[Extracted material]
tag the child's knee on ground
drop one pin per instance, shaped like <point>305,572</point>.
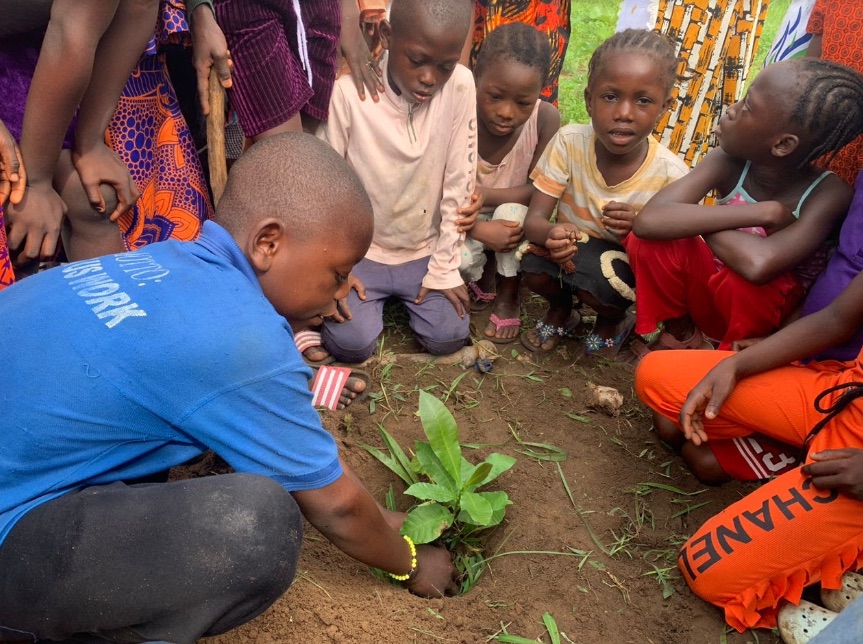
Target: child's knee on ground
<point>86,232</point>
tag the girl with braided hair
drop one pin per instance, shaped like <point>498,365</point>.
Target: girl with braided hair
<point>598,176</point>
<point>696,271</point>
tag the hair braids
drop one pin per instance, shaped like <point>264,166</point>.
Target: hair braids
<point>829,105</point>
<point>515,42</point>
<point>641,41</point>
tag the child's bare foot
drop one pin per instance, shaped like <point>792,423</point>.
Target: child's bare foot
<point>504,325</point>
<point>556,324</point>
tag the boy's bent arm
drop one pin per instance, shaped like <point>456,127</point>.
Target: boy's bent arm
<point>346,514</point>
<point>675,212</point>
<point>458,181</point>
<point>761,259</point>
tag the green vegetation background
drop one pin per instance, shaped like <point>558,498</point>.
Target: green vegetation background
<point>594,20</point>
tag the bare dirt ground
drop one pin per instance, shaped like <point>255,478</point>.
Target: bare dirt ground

[What to produce]
The lines from the start of the data through the line that contains "tag the bare dirt ground" are to be returned exactly, please, with both ends included and every picture left out.

[Exercise output]
tag the child's knee on ground
drop one pin per instance, shaped like <point>305,572</point>.
Target: child's knee on ground
<point>86,232</point>
tag the girl with braided hair
drop one pin per instance, shaped like <point>498,365</point>.
Target: girl with braided hair
<point>598,176</point>
<point>696,271</point>
tag the hair braids
drop one pin per instance, shaped like <point>264,166</point>.
Target: hair braids
<point>829,105</point>
<point>515,42</point>
<point>641,41</point>
tag the child's bare foot
drop one pin per instance, shaped like <point>792,423</point>.
Target: child's bare foot
<point>504,325</point>
<point>556,324</point>
tag the boy's bent arm
drop one pin per instance, shaped like <point>456,127</point>.
Target: boy's bent arm
<point>346,514</point>
<point>675,212</point>
<point>458,181</point>
<point>761,259</point>
tag the green vegetation background
drop one pin per instance, shaped like <point>558,498</point>.
Target: green vegetation background
<point>594,20</point>
tag the bare dirt ground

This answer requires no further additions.